-- Begin Source --
While the mystery of the moment suffices, the real treat is the slow-growing development of the characters.

An innkeeper in a Spirit-filled little New York town hopes a 19th-century diary will help her find the whereabouts of a missing guest.

Juneteenth marks a year since Bella Jordan came to Lily Dale with her young son, Max. The cottage community isn’t the sort of place she thought she’d end up after the sudden death of her husband, Sam, but it turns out to be the perfect spot to heal and renew herself. While most of the community is involved in the woo-woo—think clairvoyance and natural healing—Bella’s job as the local innkeeper keeps her engaged in the community without obliging her to draw on a connection to the town’s capital-S Spirit. Not that she doesn’t feel some sort of connection to Spirit, but she’s not yet ready to open herself to it. When Max spends his first night away from home at a sleepover with mischievous neighbor Jiffy, Bella’s left alone to welcome an unanticipated visitor to the inn. Lemuel is a soft-spoken Black man whom Bella implicitly trusts when she sees his gentleness with her cats, Chance and Spidey. Even though her boyfriend, local vet Drew Bailey, has discouraged Bella from opening the place to guests when she’s alone, she’s not worried when she offers Lemuel the Seaside Room for the night. But the next day, Lemuel has vanished without a trace except for the satchel he’s left behind. Worrying overnight about Lemuel’s disappearance, Bella wonders if the old diary in his bag might have clues. As Bella reads the diary, the thoughts of a young woman in the 1800s, she begins to wonder if a link to the past may provide answers about her missing guest.
-- End Source --
-- Begin Data rows --
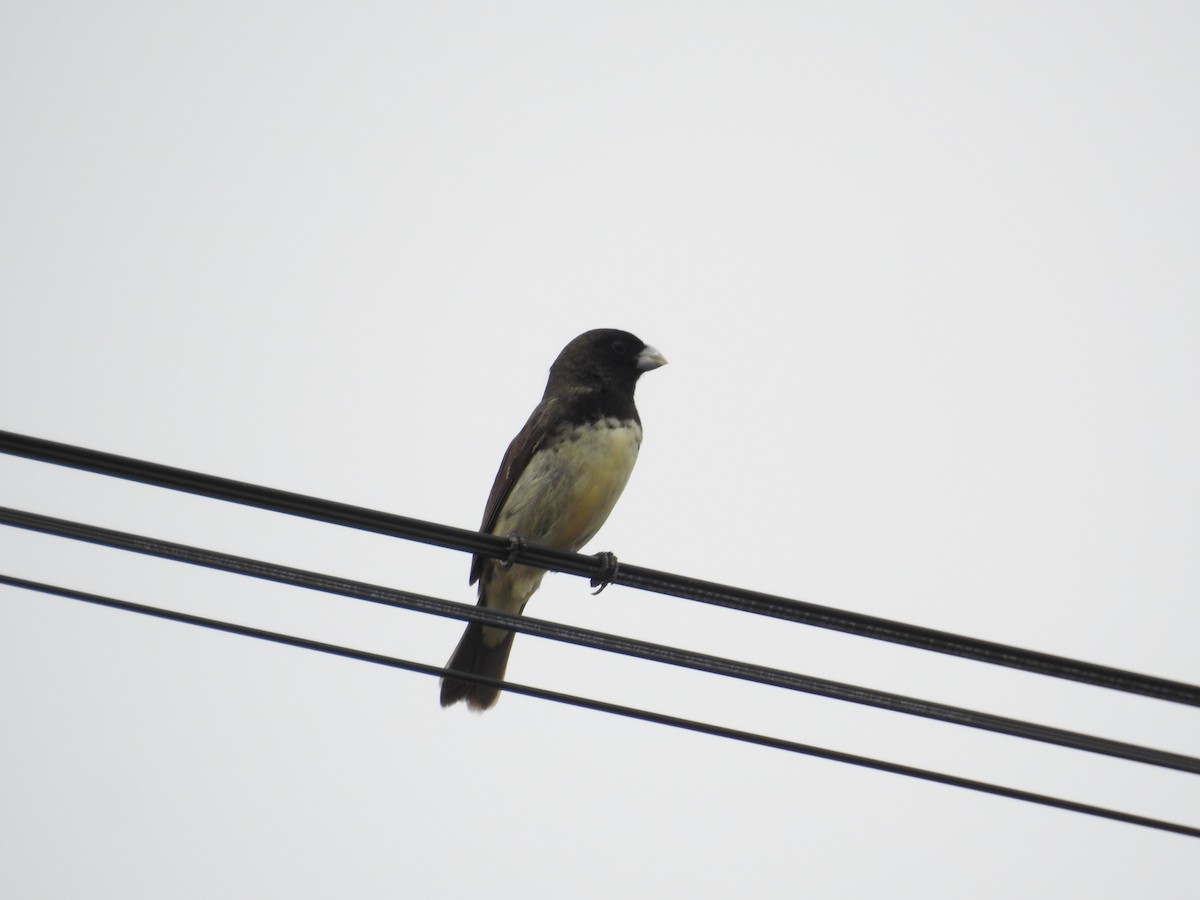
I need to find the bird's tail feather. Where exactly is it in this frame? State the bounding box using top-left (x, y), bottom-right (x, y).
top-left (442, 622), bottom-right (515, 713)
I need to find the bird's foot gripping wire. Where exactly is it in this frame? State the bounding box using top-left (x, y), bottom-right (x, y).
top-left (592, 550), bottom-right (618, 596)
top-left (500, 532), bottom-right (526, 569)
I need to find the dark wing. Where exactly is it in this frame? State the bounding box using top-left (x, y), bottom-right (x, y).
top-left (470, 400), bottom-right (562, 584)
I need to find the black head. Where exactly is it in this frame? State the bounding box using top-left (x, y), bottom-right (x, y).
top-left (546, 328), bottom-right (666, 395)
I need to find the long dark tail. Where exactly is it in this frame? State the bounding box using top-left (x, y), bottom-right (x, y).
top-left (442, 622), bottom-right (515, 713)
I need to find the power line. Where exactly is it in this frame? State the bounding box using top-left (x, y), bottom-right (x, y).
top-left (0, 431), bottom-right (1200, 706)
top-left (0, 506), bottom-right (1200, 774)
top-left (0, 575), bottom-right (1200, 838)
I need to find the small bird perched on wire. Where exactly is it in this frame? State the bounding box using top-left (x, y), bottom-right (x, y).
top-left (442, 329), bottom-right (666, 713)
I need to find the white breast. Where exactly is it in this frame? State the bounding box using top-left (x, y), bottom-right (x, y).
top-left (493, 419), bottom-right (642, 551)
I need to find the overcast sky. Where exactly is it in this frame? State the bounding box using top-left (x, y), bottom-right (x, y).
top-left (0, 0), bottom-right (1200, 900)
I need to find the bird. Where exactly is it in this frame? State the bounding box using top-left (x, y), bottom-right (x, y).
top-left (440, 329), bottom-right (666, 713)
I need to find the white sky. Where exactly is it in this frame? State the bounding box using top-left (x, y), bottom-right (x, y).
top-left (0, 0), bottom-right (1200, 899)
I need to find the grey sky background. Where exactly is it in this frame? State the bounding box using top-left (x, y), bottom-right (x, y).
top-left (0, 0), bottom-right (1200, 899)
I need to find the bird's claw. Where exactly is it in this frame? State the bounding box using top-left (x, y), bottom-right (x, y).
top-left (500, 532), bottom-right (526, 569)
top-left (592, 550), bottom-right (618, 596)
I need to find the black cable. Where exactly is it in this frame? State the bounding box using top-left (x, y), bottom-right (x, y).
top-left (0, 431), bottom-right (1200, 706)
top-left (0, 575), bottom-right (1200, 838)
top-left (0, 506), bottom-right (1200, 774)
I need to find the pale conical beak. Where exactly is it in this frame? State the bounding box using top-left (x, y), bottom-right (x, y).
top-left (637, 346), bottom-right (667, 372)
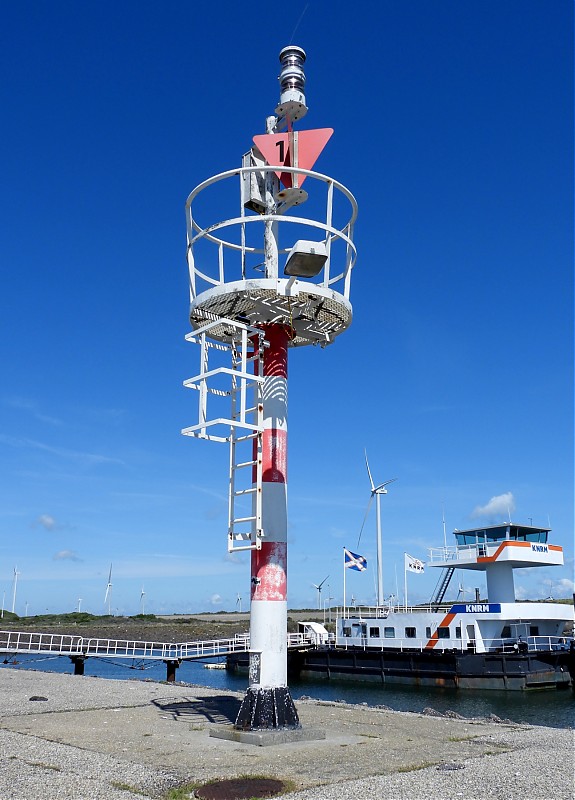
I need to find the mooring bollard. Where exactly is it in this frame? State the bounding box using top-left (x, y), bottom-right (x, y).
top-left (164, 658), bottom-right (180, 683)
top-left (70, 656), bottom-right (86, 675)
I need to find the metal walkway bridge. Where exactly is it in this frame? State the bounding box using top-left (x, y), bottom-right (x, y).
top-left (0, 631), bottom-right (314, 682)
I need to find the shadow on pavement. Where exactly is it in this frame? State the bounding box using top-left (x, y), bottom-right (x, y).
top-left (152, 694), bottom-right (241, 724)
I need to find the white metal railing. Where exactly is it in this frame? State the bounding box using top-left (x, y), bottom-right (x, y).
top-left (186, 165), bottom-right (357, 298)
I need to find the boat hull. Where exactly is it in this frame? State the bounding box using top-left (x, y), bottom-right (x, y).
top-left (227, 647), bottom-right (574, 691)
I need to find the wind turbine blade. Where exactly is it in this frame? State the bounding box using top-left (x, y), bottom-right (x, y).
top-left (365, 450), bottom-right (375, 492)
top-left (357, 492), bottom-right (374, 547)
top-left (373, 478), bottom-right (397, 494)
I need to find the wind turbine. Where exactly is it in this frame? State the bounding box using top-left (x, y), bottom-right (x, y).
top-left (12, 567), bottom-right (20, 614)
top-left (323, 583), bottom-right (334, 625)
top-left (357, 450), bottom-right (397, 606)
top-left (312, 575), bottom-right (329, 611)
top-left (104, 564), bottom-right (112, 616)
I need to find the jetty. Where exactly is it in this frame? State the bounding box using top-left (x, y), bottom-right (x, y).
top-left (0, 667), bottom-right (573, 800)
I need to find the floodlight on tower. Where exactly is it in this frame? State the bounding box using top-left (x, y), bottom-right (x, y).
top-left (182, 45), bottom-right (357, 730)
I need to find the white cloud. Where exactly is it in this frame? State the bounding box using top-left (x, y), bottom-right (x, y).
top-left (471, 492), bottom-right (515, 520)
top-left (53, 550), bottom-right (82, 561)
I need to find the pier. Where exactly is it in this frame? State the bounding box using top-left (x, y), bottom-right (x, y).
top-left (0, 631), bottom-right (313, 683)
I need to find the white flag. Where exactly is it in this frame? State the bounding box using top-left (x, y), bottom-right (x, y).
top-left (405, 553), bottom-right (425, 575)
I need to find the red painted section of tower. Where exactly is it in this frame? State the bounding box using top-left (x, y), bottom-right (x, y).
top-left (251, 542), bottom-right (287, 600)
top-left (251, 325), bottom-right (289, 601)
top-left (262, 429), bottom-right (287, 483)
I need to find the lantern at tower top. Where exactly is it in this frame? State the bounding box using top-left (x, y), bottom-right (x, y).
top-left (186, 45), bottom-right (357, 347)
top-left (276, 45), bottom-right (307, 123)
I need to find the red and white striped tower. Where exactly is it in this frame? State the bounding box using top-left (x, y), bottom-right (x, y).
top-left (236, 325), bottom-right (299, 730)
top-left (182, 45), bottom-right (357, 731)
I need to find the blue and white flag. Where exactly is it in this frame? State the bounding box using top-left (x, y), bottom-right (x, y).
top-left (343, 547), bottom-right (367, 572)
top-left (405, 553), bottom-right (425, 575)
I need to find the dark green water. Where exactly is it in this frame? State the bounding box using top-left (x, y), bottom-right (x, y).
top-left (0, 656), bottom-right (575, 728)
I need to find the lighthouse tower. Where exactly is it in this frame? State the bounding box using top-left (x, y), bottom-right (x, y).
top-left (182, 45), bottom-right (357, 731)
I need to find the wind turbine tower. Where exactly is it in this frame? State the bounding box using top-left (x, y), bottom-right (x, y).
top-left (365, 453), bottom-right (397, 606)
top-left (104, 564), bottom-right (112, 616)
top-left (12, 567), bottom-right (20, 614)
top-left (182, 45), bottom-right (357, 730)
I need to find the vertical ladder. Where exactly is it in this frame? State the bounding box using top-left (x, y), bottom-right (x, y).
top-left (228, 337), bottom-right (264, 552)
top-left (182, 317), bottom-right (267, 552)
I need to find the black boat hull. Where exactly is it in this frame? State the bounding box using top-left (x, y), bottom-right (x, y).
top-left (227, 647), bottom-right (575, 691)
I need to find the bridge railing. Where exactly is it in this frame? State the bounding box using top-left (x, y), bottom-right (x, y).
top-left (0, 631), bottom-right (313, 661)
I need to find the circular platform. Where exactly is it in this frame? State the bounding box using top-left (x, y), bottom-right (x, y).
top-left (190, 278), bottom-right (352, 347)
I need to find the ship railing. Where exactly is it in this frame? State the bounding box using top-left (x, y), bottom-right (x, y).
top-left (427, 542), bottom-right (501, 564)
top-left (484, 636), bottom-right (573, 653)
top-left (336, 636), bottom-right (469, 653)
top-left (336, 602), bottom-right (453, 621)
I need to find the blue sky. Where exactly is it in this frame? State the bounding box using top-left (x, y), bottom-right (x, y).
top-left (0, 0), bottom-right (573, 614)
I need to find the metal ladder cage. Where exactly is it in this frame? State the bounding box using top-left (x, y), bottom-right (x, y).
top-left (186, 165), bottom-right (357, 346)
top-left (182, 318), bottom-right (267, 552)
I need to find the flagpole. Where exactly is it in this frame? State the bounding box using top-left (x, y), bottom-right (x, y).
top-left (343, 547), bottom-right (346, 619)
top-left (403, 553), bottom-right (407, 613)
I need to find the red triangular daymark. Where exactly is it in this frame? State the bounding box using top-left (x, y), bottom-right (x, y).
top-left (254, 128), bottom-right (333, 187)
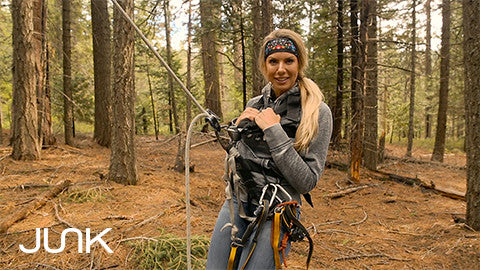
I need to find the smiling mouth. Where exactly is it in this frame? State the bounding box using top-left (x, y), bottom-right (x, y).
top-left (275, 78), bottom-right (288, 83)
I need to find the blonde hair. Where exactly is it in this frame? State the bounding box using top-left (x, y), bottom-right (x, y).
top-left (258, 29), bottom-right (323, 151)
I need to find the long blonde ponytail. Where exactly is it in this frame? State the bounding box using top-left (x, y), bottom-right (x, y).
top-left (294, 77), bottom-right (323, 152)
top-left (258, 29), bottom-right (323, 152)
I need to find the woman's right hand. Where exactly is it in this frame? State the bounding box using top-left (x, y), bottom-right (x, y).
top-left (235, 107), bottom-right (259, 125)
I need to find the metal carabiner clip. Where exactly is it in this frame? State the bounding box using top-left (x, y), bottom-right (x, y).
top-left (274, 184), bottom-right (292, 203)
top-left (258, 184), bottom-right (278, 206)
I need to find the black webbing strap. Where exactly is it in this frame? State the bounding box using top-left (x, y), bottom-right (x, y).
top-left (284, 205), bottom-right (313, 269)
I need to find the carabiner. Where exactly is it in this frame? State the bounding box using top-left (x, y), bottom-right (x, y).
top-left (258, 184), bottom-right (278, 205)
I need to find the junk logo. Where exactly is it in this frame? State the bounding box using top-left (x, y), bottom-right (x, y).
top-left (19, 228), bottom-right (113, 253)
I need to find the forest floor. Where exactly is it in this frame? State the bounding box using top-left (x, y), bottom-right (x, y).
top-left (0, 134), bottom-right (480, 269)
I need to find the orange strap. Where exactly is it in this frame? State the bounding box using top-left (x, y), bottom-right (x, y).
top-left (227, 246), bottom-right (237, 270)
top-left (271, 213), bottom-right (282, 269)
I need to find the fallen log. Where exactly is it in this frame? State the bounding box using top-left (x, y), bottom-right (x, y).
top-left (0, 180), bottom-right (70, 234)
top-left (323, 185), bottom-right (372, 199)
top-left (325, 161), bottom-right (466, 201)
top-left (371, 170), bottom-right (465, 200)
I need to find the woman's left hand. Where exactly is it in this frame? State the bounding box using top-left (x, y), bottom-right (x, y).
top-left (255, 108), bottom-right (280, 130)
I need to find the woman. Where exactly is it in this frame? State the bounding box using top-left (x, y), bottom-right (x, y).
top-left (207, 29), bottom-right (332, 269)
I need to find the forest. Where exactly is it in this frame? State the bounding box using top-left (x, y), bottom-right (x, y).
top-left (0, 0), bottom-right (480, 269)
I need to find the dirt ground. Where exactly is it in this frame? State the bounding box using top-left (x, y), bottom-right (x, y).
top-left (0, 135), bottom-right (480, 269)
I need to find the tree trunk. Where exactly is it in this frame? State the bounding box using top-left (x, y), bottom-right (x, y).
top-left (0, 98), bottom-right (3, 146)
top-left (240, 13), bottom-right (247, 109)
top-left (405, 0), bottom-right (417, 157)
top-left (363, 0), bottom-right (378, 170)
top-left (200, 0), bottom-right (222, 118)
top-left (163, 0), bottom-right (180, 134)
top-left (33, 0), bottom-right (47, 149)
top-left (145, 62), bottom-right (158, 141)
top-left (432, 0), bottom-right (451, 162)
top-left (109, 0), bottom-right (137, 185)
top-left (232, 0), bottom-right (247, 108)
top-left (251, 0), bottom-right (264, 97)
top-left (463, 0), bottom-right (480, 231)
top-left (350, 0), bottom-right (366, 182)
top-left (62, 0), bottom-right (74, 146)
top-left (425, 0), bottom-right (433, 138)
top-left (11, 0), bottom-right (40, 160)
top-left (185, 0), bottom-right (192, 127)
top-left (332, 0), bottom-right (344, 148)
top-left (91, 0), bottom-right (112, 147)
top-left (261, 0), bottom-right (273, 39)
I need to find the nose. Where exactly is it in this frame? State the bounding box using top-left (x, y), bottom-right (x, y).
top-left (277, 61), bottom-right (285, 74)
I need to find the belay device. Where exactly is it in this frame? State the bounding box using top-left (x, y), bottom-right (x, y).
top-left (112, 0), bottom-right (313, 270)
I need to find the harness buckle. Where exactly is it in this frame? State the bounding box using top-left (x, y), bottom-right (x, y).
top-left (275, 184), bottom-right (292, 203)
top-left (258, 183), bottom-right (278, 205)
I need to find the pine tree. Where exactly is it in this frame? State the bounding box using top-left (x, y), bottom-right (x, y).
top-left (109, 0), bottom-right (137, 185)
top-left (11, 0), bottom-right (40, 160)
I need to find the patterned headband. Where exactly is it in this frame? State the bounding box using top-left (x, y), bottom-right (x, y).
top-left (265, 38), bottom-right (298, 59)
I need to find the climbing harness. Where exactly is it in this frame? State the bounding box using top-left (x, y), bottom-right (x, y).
-- End Data rows --
Given problem A. According to the review, why does Bella trust Lemuel? Answer in one to three sentences.
Given problem B. In the review, which room does Bella offer Lemuel for the night?
Given problem C. List every name the review gives to a person or animal other than Bella Jordan.

Final answer A. Bella trusts Lemuel implicitly because she sees how gently he treats her cats, Chance and Spidey.

Final answer B. The Seaside Room.

Final answer C.
- Max
- Sam
- Jiffy
- Lemuel
- Chance
- Spidey
- Drew Bailey